Excerpted text

Re: BUG #15346: Replica fails to start after the crash - Mailing list pgsql-hackers

From Kyotaro HORIGUCHI
Subject Re: BUG #15346: Replica fails to start after the crash
Date
Msg-id 20180831.094846.52751456.horiguchi.kyotaro@lab.ntt.co.jp
Whole thread Raw
In response to Re: BUG #15346: Replica fails to start after the crash  (Michael Paquier <michael@paquier.xyz>)
Responses Re: BUG #15346: Replica fails to start after the crash
Re: BUG #15346: Replica fails to start after the crash
List pgsql-hackers
At Thu, 30 Aug 2018 11:57:05 -0700, Michael Paquier <michael@paquier.xyz> wrote in
<20180830185705.GF15446@paquier.xyz>
> On Thu, Aug 30, 2018 at 08:31:36PM +0200, Alexander Kukushkin wrote:
> > 2018-08-30 19:34 GMT+02:00 Michael Paquier <michael@paquier.xyz>:
> >> I have been struggling for a couple of hours to get a deterministic test
> >> case out of my pocket, and I did not get one as you would need to get
> >> the bgwriter to flush a page before crash recovery finishes, we could do
> > 
> > In my case the active standby server has crashed, it wasn't in the
> > crash recovery mode.

Entries
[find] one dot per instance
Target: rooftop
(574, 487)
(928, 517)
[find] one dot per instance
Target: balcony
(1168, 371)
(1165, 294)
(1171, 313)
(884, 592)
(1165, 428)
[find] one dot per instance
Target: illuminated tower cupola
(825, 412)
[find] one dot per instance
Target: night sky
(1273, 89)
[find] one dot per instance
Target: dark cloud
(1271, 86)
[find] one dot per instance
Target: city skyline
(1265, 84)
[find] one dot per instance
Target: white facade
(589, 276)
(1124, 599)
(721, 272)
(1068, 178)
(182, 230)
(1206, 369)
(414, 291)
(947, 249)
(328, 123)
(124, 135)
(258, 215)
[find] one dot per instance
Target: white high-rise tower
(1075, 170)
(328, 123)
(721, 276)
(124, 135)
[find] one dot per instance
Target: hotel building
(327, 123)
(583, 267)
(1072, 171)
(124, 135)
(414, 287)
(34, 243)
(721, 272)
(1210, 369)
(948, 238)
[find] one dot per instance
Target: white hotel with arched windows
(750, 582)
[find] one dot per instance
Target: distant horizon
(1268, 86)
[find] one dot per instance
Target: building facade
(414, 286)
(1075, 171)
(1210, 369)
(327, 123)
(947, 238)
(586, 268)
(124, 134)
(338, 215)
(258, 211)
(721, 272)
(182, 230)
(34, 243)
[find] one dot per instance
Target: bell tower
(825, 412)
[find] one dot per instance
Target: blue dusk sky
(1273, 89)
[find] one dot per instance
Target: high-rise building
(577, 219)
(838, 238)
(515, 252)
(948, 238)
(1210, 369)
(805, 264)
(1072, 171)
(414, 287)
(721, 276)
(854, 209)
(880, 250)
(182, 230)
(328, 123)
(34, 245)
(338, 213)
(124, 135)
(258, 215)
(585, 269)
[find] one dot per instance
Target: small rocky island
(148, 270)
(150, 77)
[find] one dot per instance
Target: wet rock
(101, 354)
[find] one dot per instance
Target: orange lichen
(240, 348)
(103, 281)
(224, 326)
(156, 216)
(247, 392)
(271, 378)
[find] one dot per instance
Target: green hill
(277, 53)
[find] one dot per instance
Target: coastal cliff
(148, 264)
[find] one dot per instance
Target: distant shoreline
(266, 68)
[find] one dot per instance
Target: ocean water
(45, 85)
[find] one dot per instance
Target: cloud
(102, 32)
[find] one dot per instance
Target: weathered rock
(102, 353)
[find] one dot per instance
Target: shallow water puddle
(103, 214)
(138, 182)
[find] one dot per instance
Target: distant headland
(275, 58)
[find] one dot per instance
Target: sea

Task prompt
Continue the pgsql-hackers message about the replica that fails to start after a crash, starting after its last sentence.

Exercise result
> 
> That's what I meant, a standby crashed and then restarted, doing crash
> recovery before moving on with archive recovery once it was done with
> all its local WAL.
> 
> > Minimum recovery ending location is AB3/4A1B3118, but at the same time
> > I managed to find pages from 0000000500000AB300000053 on disk (at
> > least in the index files). That could only mean that bgwriter was
> > flushing dirty pages, but pg_control wasn't properly updated and it
> > happened not during recovery after hardware crash, but while the
> > postgres was running before the hardware crash.
> 
> Exactly, that would explain the incorrect reference.
> 
> > The only possible way to recover such standby - cut off all possible
> > connections and let it replay all WAL files it managed to write to
> > disk before the first crash.
> 
> Yeah...  I am going to apply the patch after another lookup, that will
> fix the problem moving forward.  Thanks for checking by the way.

Please wait a bit.. I have a concern about this.

regards.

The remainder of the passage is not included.